* _Assignment_: Reproduce exactly, and nothing but, the lines between the one with "Annotation task — tag each instance of the tire" and the end of the entries, both ends included.

* _Stored records_:
== Segment start ==

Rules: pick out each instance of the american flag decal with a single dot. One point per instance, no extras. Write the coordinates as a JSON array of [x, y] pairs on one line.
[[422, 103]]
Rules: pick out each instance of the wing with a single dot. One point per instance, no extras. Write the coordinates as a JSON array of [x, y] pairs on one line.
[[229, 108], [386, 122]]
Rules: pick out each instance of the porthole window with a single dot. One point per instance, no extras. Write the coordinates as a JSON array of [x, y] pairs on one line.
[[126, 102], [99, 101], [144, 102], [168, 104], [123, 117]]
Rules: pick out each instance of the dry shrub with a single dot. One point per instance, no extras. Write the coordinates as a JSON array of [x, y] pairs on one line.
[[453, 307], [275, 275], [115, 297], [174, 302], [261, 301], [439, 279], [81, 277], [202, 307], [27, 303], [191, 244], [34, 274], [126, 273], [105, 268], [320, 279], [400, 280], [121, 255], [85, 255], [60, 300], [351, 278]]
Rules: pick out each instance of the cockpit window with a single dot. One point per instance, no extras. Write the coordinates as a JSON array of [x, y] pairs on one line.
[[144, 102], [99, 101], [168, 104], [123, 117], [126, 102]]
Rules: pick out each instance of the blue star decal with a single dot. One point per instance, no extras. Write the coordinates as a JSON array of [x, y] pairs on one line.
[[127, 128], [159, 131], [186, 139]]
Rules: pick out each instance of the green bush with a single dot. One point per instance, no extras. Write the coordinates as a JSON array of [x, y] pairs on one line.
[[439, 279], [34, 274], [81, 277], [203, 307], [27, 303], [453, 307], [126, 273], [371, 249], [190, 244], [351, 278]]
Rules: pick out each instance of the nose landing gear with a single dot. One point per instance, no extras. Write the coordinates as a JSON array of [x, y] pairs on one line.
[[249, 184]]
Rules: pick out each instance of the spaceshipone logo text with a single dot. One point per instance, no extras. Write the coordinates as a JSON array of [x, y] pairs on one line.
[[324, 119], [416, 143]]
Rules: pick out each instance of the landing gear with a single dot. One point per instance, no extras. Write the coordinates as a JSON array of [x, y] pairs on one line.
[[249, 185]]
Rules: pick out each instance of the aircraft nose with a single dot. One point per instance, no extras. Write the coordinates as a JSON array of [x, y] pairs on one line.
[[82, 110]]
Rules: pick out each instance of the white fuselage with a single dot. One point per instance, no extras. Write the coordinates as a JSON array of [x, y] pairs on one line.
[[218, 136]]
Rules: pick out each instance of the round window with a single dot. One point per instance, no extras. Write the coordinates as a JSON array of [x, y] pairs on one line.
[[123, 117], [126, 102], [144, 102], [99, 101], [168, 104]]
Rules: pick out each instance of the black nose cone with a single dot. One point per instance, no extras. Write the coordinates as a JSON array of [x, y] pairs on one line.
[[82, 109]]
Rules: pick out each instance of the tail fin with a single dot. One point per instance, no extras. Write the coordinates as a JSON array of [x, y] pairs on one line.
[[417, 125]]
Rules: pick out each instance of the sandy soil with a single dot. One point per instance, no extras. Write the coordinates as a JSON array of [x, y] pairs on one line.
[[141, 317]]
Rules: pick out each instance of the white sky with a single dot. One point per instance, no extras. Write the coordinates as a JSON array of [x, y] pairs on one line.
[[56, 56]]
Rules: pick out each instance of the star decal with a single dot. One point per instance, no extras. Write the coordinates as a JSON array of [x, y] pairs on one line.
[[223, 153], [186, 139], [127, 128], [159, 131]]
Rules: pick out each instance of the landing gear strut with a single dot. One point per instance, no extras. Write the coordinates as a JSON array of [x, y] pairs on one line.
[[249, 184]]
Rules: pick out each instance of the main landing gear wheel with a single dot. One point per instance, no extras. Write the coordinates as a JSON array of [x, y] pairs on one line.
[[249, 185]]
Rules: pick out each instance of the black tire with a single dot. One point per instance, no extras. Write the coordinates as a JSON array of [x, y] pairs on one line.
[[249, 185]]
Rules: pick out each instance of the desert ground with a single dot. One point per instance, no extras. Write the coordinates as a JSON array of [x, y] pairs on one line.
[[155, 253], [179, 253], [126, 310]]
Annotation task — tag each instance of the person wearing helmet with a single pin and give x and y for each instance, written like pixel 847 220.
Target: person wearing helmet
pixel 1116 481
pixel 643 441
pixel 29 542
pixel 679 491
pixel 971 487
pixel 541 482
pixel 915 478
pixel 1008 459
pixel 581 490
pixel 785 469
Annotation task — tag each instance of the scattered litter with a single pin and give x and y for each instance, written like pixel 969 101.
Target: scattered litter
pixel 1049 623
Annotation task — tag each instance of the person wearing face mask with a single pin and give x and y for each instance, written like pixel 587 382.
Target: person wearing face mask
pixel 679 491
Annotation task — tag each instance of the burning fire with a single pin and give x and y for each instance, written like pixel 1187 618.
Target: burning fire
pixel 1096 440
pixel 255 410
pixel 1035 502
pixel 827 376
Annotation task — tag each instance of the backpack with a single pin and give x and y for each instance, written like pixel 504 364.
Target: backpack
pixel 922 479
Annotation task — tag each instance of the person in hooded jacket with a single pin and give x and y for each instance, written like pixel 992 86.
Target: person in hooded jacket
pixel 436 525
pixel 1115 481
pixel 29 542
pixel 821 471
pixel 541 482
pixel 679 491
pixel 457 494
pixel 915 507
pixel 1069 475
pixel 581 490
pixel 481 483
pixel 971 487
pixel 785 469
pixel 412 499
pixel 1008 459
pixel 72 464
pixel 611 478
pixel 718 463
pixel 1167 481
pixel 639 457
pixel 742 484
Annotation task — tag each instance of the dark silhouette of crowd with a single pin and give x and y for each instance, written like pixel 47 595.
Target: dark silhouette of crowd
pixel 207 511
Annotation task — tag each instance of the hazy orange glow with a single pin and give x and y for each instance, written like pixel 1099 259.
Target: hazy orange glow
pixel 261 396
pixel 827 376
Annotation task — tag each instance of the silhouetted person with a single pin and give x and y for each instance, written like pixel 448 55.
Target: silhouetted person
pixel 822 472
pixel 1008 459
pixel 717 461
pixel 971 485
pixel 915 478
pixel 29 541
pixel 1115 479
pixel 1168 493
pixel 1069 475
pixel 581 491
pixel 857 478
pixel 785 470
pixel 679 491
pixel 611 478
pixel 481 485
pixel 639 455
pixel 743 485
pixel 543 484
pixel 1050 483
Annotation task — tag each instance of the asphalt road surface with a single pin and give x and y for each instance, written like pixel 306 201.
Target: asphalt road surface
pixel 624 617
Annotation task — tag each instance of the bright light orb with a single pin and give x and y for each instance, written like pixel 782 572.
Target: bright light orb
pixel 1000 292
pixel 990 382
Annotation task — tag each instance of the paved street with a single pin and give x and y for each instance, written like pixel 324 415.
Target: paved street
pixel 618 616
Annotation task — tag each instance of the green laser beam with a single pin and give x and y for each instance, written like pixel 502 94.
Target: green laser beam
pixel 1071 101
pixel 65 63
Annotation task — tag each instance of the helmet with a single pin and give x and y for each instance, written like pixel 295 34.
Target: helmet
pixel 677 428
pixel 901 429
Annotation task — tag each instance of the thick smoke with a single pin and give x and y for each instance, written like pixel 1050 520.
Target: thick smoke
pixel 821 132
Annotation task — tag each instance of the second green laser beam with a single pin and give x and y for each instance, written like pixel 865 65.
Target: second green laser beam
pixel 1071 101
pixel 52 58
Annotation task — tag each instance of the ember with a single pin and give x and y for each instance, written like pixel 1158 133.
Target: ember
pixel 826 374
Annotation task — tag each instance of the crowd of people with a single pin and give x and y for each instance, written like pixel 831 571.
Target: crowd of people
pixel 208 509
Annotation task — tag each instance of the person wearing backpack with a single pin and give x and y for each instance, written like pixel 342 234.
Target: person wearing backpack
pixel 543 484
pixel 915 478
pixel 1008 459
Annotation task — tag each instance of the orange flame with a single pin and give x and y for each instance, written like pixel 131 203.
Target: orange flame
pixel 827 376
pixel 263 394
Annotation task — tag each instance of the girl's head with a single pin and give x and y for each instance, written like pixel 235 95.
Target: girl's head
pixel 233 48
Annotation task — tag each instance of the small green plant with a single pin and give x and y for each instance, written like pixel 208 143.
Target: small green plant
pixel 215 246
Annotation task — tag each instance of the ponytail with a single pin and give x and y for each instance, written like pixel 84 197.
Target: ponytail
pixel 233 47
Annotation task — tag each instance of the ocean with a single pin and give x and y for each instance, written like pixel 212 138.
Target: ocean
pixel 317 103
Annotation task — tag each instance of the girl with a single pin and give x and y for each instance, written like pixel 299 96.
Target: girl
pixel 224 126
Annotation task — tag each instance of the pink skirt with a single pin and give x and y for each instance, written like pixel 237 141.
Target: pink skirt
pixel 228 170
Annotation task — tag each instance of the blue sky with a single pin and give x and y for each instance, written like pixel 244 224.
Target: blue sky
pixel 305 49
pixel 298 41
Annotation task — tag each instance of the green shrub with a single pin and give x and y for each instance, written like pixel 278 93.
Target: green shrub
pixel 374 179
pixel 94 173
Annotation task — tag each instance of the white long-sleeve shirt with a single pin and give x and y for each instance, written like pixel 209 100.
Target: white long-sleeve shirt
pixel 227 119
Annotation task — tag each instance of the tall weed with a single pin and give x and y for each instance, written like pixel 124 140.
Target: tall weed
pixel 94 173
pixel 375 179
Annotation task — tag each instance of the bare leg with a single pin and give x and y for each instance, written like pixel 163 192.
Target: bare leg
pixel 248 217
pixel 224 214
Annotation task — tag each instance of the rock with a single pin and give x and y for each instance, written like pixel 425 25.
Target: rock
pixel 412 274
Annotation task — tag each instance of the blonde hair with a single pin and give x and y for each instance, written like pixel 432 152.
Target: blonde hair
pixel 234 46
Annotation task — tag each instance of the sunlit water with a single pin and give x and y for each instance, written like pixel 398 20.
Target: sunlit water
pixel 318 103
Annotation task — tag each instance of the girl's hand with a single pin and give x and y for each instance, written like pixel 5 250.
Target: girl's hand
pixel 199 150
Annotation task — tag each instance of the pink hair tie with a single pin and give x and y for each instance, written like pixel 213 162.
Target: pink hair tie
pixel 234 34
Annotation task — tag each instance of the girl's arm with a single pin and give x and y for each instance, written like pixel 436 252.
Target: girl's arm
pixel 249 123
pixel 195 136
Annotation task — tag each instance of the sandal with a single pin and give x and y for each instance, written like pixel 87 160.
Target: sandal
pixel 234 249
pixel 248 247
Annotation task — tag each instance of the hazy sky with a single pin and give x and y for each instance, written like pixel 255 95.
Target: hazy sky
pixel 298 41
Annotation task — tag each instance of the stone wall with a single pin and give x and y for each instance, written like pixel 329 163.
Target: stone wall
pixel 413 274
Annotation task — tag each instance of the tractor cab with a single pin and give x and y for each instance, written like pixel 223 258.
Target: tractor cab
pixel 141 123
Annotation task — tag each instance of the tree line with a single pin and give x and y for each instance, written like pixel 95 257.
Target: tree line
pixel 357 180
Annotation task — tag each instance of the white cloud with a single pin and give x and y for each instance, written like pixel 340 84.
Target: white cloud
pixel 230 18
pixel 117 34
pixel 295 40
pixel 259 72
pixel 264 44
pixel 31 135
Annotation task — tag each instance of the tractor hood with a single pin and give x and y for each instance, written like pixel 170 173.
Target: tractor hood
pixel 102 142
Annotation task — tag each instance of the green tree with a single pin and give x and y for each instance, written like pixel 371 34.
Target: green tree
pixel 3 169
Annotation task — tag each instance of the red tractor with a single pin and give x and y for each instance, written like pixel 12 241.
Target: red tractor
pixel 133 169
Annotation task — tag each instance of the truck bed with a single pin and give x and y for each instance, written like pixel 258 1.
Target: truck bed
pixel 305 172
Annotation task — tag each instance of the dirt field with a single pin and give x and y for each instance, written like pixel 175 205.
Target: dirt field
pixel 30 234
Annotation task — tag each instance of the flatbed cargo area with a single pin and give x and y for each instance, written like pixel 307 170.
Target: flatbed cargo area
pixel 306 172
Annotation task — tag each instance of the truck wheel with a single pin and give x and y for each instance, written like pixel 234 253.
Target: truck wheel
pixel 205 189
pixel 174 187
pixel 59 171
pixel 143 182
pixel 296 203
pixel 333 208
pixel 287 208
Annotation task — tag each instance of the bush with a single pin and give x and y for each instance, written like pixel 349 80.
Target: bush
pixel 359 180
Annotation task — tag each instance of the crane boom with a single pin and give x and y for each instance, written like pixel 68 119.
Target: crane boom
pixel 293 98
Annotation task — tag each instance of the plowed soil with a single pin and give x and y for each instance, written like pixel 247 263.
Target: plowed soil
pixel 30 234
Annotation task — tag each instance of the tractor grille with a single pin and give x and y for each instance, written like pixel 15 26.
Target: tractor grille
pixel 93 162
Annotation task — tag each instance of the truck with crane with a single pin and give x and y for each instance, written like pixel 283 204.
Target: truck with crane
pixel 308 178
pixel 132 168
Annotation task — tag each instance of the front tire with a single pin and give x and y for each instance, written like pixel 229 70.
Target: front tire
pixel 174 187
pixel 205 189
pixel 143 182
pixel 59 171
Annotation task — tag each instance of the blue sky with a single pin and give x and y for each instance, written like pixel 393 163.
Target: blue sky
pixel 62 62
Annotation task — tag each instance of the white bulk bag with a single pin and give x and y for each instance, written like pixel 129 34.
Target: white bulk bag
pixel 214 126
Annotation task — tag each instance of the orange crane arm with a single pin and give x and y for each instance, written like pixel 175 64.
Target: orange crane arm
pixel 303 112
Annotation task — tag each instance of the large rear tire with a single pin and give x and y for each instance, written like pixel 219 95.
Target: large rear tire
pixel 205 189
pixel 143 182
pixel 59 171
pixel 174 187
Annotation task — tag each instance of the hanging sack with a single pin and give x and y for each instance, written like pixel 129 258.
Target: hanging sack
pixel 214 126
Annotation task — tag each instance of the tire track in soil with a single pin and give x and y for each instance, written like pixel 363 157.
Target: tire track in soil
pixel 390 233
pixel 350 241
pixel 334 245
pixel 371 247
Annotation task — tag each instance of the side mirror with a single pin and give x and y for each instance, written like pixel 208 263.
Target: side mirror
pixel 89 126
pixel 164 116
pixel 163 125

== Segment end ==

* _Completed exercise_:
Annotation task — tag each instance of the tire track in soil with a single pin and give x and y for each instance, written like pixel 363 157.
Target: tire track in soil
pixel 390 233
pixel 350 241
pixel 334 245
pixel 371 247
Annotation task — tag each instance of the side mirror with a single pin and give x and y for each instance, written like pixel 208 263.
Target: side mirror
pixel 89 126
pixel 164 116
pixel 163 125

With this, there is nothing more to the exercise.